Start of DATA LISTING

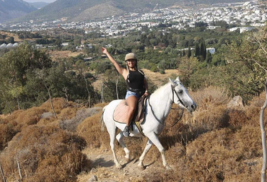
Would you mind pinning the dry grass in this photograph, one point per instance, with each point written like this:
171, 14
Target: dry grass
215, 144
56, 55
44, 153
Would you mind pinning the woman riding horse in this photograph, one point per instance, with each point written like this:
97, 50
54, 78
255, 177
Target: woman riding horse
136, 84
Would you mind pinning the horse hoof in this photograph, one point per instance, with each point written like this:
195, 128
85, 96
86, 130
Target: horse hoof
127, 159
119, 166
168, 167
141, 167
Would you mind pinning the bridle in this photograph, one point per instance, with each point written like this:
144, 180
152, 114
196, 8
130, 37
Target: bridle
179, 99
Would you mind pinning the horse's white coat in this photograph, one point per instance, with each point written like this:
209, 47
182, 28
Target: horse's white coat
158, 108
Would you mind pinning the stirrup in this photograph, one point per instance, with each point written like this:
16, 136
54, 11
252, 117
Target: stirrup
126, 132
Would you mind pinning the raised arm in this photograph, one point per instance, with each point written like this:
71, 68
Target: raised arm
146, 87
121, 70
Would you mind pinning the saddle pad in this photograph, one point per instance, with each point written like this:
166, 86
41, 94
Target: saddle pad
120, 112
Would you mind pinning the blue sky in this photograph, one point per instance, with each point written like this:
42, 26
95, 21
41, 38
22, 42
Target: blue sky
47, 1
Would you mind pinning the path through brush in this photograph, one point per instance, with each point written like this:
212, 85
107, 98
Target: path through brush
104, 170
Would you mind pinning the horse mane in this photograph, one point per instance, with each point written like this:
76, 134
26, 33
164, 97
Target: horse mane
160, 88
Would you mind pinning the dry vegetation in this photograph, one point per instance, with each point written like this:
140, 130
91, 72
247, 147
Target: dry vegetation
216, 143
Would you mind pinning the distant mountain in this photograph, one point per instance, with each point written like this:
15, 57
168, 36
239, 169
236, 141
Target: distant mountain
86, 10
10, 9
39, 5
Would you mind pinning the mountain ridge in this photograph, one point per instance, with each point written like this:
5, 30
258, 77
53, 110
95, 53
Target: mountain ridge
10, 9
79, 10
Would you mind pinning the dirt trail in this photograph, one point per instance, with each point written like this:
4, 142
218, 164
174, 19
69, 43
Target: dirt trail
105, 171
155, 77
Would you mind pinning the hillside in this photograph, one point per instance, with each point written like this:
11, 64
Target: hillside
39, 5
80, 9
13, 9
216, 143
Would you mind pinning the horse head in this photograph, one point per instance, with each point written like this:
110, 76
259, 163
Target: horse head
181, 97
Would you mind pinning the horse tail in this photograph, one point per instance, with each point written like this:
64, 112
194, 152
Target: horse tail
102, 121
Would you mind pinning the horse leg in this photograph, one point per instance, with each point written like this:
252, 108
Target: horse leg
154, 139
119, 137
112, 133
141, 158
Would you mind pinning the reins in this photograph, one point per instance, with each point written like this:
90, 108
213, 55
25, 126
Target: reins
173, 91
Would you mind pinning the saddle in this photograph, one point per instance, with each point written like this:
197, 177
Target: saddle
120, 111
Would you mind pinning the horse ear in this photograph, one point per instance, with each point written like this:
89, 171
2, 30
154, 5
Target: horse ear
172, 82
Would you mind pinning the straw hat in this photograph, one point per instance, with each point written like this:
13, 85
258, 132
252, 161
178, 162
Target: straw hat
130, 56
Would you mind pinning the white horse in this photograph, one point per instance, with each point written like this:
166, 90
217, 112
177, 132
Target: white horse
158, 108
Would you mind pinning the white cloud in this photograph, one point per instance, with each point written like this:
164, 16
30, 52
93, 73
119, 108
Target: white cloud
46, 1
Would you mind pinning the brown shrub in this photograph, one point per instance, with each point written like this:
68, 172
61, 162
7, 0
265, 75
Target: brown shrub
45, 154
90, 130
7, 131
72, 123
30, 116
58, 104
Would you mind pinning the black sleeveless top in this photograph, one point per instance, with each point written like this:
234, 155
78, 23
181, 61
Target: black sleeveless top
135, 81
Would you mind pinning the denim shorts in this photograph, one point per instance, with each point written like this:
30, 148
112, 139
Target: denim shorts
130, 93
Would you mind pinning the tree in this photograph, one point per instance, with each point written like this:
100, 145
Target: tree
14, 67
252, 52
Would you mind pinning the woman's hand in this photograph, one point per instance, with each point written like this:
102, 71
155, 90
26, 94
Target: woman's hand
104, 50
146, 93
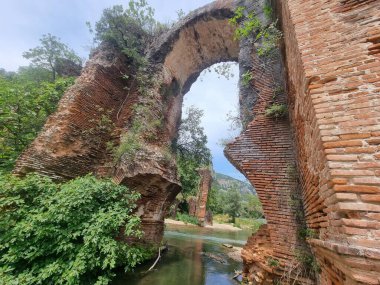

End of DATA LISTING

→ PROBLEM
Leave the pictures behind and repeat each entry exactly.

→ SOLUTION TO THE EXERCISE
Would you mind pinning the dry grass in this photograph, one point per instance, with each point written like this:
171, 14
Target: dry grass
215, 144
56, 55
44, 153
Would you mind pinning the woman riding horse in this photograph, one point per instance, with each point written like this:
97, 50
54, 78
255, 177
Target: woman riding horse
136, 84
Would you mind pinning the horse hoof in this photograph, one point per instance, with each point written like this:
195, 128
85, 96
86, 130
Target: horse hoof
127, 159
119, 166
168, 167
141, 167
Would you mind pinning the bridle in this photograph, one point per instance, with each point written like this:
144, 180
152, 114
196, 8
130, 37
Target: bridle
179, 99
Would you mind pinning the horse's white coat in this photograph, one point per instance, with each point written like this:
209, 47
182, 28
Target: horse's white coat
158, 108
Would you mind pinning the stirrup in this photograph, one point per instance, with each point written like this:
16, 136
54, 11
252, 117
Target: stirrup
126, 132
Would you mind pinning the raised arm in this photograph, one point per instance, with each point written like this:
71, 68
Target: raised arm
146, 87
121, 70
Would you mind pinning the saddle pad in this photograph, one point per instance, with each point written like this:
166, 86
41, 94
Target: saddle pad
120, 112
Would you mind pinning the blue sky in this photograph, one point per instance, with each point written like this:
42, 26
95, 21
41, 38
22, 42
Target: blue sky
47, 1
Would you mind pinning the path through brush in this photograph, one point per instance, with each point written like this:
212, 85
107, 98
Target: path through brush
104, 170
Would you mind pinning the horse mane in this photograph, one point per instance, with each point written like this:
76, 134
26, 33
164, 97
Target: horse mane
160, 88
Would you mind pinning the dry vegetation in this photograph, one point per instance, with each point written like this:
140, 130
91, 72
247, 147
Target: dry vegetation
216, 143
Would you mind pinning the distant mountain in this photograph, one point per instance, with each point written like this:
15, 57
168, 36
239, 169
236, 141
Target: distant mountain
86, 10
10, 9
39, 5
Would you mind pinning the mountain ridge in this photograph, one point per instance, with each point written like this:
5, 30
258, 77
53, 110
95, 53
Target: mountain ridge
10, 9
79, 10
Would you mind pinning the dirt trail in this photograph, one point per instance, with each point written like this:
4, 142
218, 164
174, 19
69, 43
Target: dirt trail
105, 171
155, 77
Would you mind pinning the hillside in this photograph, one point per instance, with each point written like this:
11, 64
Target: hillside
39, 5
80, 9
13, 9
216, 143
Would you mind pinning the horse head in this photograph, one point per instance, with each point written like this:
110, 76
259, 163
Target: horse head
181, 97
Would you mind pinning the horse tail in this photograph, one point per instance, with each point written like this:
64, 112
194, 152
Target: horse tail
102, 121
Would you mind pinning the horse leg in this photograph, one point per instance, with each point written like this:
252, 108
Target: horse leg
154, 139
119, 137
112, 133
141, 158
Would you mind pinning the reins in this photograph, one point per instance, with each point written like this:
90, 108
213, 55
25, 126
Target: reins
173, 91
Would you mind pinning the saddle in this photograph, one point per instance, with each point written like this:
197, 177
Target: saddle
120, 111
Would you mind pinning the horse ear in this photograph, one point per instance, with each point written like this:
89, 171
2, 30
154, 5
Target: horse ear
172, 82
Would you mind pinning the straw hat in this photograph, one point per instance, with each point written like this:
13, 85
258, 132
252, 161
178, 162
Target: straw hat
130, 56
Would you mind pinning the white horse in this photograph, one point per instance, with each point written like this:
166, 90
217, 112
177, 132
Target: white horse
158, 108
Would you mind pinning the white cloud in this photograph, one point per instance, with each point written like this:
164, 16
30, 52
93, 73
119, 108
Target: white cloud
46, 1
Would you mind pinning the brown shrub in this photograph, one point per instance, with each point written like this:
68, 172
61, 162
7, 0
265, 75
Target: brown shrub
45, 154
90, 130
7, 131
72, 123
30, 116
58, 104
Would you mind pinning the black sleeveless top in this photograph, one point per instance, with each point written like this:
234, 155
78, 23
181, 61
Target: black sleeveless top
135, 81
Would you mind pinning the denim shorts in this photograph, one point per instance, with each point written like this:
30, 148
112, 139
Target: denim shorts
130, 93
Would you mind pinning the tree in this photograph, one point per instance, with each point written like this:
100, 145
Target: tree
14, 67
252, 52
Would you mind pinning the woman's hand in this photograph, one point per instance, with each point written like this:
102, 71
155, 90
26, 94
Target: woman's hand
104, 50
146, 93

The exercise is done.